Problem statement
Give an exact reproduction of all the lines in the listing.
### Extracted records
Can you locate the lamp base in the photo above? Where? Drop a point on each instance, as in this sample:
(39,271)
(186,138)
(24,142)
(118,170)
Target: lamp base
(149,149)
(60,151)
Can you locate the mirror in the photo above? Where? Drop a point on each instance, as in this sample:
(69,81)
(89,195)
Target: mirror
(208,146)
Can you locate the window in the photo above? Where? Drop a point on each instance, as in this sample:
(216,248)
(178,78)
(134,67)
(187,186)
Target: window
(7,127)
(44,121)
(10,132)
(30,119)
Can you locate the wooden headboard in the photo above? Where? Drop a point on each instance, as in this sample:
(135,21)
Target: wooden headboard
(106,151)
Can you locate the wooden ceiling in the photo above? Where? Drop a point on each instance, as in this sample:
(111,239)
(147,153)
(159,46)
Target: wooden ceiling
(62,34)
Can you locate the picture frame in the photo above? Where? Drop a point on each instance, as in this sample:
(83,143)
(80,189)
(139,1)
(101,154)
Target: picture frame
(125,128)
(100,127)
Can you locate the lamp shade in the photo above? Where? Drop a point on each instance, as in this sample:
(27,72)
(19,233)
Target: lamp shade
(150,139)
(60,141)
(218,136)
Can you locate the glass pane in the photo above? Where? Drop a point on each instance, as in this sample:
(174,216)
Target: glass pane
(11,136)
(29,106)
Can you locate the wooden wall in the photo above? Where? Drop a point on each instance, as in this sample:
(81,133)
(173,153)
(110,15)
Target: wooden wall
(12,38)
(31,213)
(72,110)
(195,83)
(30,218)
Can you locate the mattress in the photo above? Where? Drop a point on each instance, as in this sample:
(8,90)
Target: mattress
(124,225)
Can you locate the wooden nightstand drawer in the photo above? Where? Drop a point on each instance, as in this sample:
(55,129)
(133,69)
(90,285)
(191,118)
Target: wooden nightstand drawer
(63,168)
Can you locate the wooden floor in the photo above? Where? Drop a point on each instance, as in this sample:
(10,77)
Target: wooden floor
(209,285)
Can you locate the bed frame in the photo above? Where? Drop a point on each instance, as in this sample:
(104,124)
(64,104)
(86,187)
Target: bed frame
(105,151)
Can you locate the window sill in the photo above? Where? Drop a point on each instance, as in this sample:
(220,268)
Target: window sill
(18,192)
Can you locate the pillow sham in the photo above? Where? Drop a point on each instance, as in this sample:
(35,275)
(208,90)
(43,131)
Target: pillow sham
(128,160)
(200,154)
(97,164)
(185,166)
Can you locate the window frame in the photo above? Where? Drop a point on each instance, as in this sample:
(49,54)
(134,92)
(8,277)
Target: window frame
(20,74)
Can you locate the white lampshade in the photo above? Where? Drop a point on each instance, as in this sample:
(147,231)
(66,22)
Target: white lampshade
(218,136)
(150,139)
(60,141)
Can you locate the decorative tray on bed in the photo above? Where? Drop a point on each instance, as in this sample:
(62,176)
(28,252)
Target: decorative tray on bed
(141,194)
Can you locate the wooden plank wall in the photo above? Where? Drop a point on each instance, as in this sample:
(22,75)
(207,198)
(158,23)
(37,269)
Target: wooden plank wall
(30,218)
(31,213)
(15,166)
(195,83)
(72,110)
######
Result of this task
Can you locate the lamp base in the photo above? Where? Drop a point on each instance, as in this sample:
(39,271)
(186,138)
(24,142)
(118,170)
Target: lamp base
(149,149)
(60,151)
Can you locate the mirror in the photo above? Where? Drop a point on each instance, as in this sample:
(69,81)
(89,195)
Target: mirror
(208,146)
Can you locate the window in the photo above? Where? Drop a point on each instance, as in this sample:
(216,248)
(178,78)
(134,67)
(187,186)
Target: window
(7,127)
(44,121)
(10,132)
(30,119)
Can you locate the wooden headboard in the photo above? Where? Drop a point on each instance, as in this sample:
(135,21)
Target: wooden headboard
(106,151)
Can you locate the wooden ceiling in the photo above? Where? Drop a point on each instance, as in this sample:
(111,239)
(147,153)
(159,46)
Target: wooden ceiling
(62,34)
Can you locate the picture frame in the photo above? Where? Drop a point on each instance, as in this sample:
(83,143)
(80,189)
(139,1)
(101,154)
Target: picture frame
(125,128)
(100,127)
Can you locate the lamp shade in the photo above? Where? Drop a point on each instance, as in this sample:
(27,72)
(19,233)
Target: lamp shade
(150,139)
(60,141)
(218,136)
Can you locate the glass pane in the photo above? Where? Drop a point on each instance, as in this sample:
(174,216)
Target: glass pane
(11,136)
(29,106)
Can you locate the wooden wall in the photo above? Where? Drop a point on each instance, as in this sample:
(81,133)
(173,153)
(110,15)
Target: wooden wall
(12,38)
(31,213)
(72,110)
(195,83)
(30,218)
Can you locate the mattress in the photo above? Where? Drop a point on each instance, as in this sample:
(8,90)
Target: mattress
(124,225)
Can you locate the wooden nightstand drawer in the photo above? Where? Drop a point on each instance, as in this sample:
(55,129)
(133,69)
(90,285)
(191,118)
Target: wooden nightstand drawer
(63,168)
Can you locate the wooden floor in the photo above? Where? Drop a point on each instance, as in this sample:
(10,77)
Target: wooden floor
(209,285)
Can you locate the bed frame in the photo above? Where? Drop a point on each instance, as in this sample:
(104,124)
(64,104)
(86,187)
Target: bed frame
(105,151)
Can you locate the window sill in the photo above? Where? Drop a point on each instance, as in this sample:
(220,268)
Target: window sill
(18,192)
Can you locate the pillow sham in the photo above? Where? Drop a point on each instance, as in this sample:
(35,275)
(208,90)
(43,131)
Target: pillow sham
(128,160)
(200,154)
(97,164)
(185,166)
Can you locate the window frame in the photo above? Where? Drop a point on each instance, as in this sample:
(49,54)
(134,92)
(8,277)
Target: window frame
(20,74)
Can you locate the white lampshade in the photo above? Where? Drop a point on each instance, as in this sample:
(147,231)
(66,22)
Target: white lampshade
(218,136)
(150,139)
(60,141)
Can you locate the decorative tray on bed in the photo above? Where? Drop a point on each instance, as in this sample:
(62,176)
(28,252)
Target: decorative tray on bed
(141,194)
Can you locate the wooden plank wall in the photo above? Where? Drop a point on each instance, as in this sample:
(22,75)
(207,198)
(158,23)
(37,269)
Target: wooden plank wall
(30,218)
(31,213)
(15,166)
(195,83)
(72,110)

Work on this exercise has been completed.